▶ 抜粋本文

::::

特集趣旨

2024年の日本質的心理学会第21回大会における招待講演は,ABR(Art-Based Research)の第一人者パトリシア・レヴィー博士による「アートベース・リサーチとソーシャルフィクションのパワーと可能性」であった。レヴィー氏は,従来の質的研究の手法では十分捉えきれなかった側面を,フィクションなどのアート表現を通じて描写することで「新しいフィールド」の可能性を提示している。ABRとは,創造的なアートの考え方を用いる「知識構築のための領域横断的アプローチ」であり,どの領域の研究者であっても,研究のどの段階(研究プログラム生成段階,データおよび内容の生成段階,分析段階,解釈段階,発表段階)でも利用可能な方法論的ツールとして紹介している。また,ABRは,アートとサイエンスの交差するところに存在し,アート実践とサイエンス実践の間の創造的な衝動と意図を結び,組み合わせるものでもある(Leavy, 2024/2018)。また,小松(2023)は,アート実践の研究とは,「アートのただ中で研究しようとしている」ものであり,「事後的に対照化して言語化するだけでなく,それでも,事後的に対照化して言語化するだけでなく,実践を生きている時の,実際の感覚や思考,いわば実践の手触りのようなものをなんとか捉えようとする研究」だと述べている。
アートに基づく実践とは,文学形式(エッセイ,短編小説,ノベラス〔中編小説〕,小説,実験文学,台本,映画脚本,詩,寓話)だけでなく,ビジュアルアート(写真,素描,絵画,コラージュ,インスタレーション,三次元アート,彫刻,漫画,キルト,刺繍),パフォーマンス式のアート(音楽,歌,ダンス,クリエイティブ・ムーブメント,演劇),視覚的なアート(映画やビデオ),マルチメディア形式のアート(グラフィックノベル),マルチメソッド形式のアート(複数のアート形式を組み合わせたもの),を含んでいる(Leavy, 2024/2018)。
本特集の企画者は,2022年日本グループ・ダイナミックス学会第68回大会にて,パトリシア・レヴィー氏の特別講演「物語の創作力と研究法の刷新 ソーシャルフィクションの方法」の企画(山口,2022a)を青写真として,「実験・実践のリアリティと社会のアクチュアリティ」と題したシンポジウムを実施した(山口,2022b)。そして,特別講演・シンポジウムを通じて,1)研究において様々な方法を実験的に使用することで,様々な異なる観点から物事を見られるようになる,2)研究するものを対象化するのではなく,同じ時代を生きる者として,新しいストーリフォマットで現場の人に語ってもらうことで,過去や未来をつなぐストーリテリングの力強さを再認識する,という共通理解が得られた。その上で,リアルとフィクション,実験とフィールドというように対立的に考えるのではなく,また,個別的な体験を超えて,社会的な日常生活をえがき出し,より良い世界を醸成していくために,研究者はもっと誠実に,かつ大胆に,そして丁寧に研究に取り組んでいく必要があるのではないか,という気づきが与えられた(鮫島,2023)。

::::

▶ 収集資料
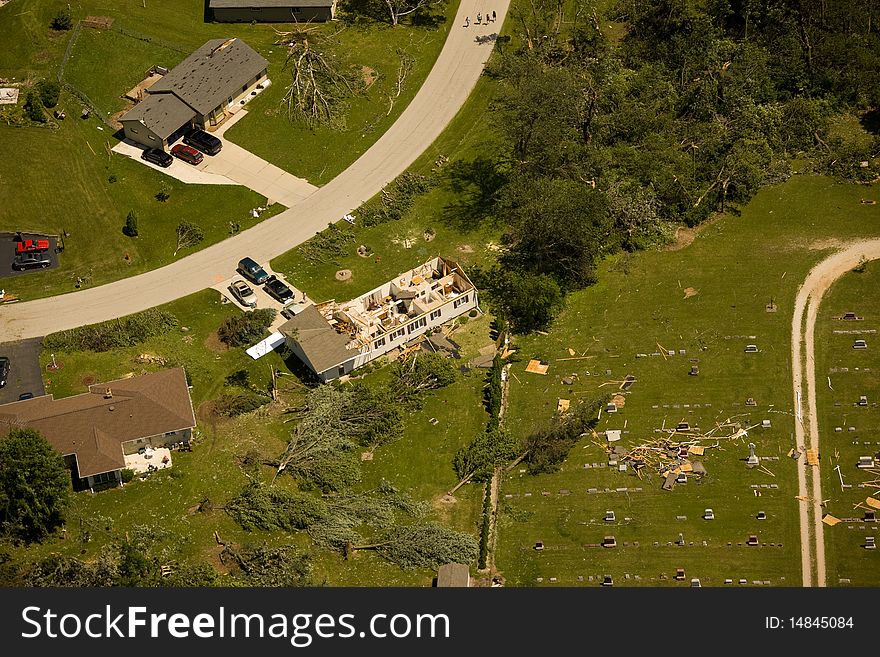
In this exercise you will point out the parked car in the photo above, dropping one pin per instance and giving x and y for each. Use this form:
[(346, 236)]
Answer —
[(157, 156), (31, 261), (278, 290), (252, 271), (187, 154), (31, 246), (243, 292), (203, 141)]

::::

▶ 作業指示
[1] 特集趣旨の文章にある一文「2024年の日本質的心理学会第21回大会における招待講演は,ABR(Art-Based Research)の第一人者パトリシア・レヴィー博士による「アートベース・リサーチとソーシャルフィクションのパワーと可能性」であった。」を英語に訳してください。
[2] 特集趣旨の文章から、「アートに基づく実践とは,文学」で始まり「の),を含んでいる(Leavy, 2024/2018)。」で終わる部分をそのまま引用してください。

▶ 回答一覧
[1] The invited lecture at the 21st Annual Conference of the Japanese Association of Qualitative Psychology in 2024 was "The Power and Potential of Arts-Based Research and Social Fiction," given by Dr. Patricia Leavy, a leading figure in ABR (Art-Based Research).

[2]
アートに基づく実践とは,文学形式(エッセイ,短編小説,ノベラス〔中編小説〕,小説,実験文学,台本,映画脚本,詩,寓話)だけでなく,ビジュアルアート(写真,素描,絵画,コラージュ,インスタレーション,三次元アート,彫刻,漫画,キルト,刺繍),パフォーマンス式のアート(音楽,歌,ダンス,クリエイティブ・ムーブメント,演劇),視覚的なアート(映画やビデオ),マルチメディア形式のアート(グラフィックノベル),マルチメソッド形式のアート(複数のアート形式を組み合わせたもの),を含んでいる(Leavy, 2024/2018)。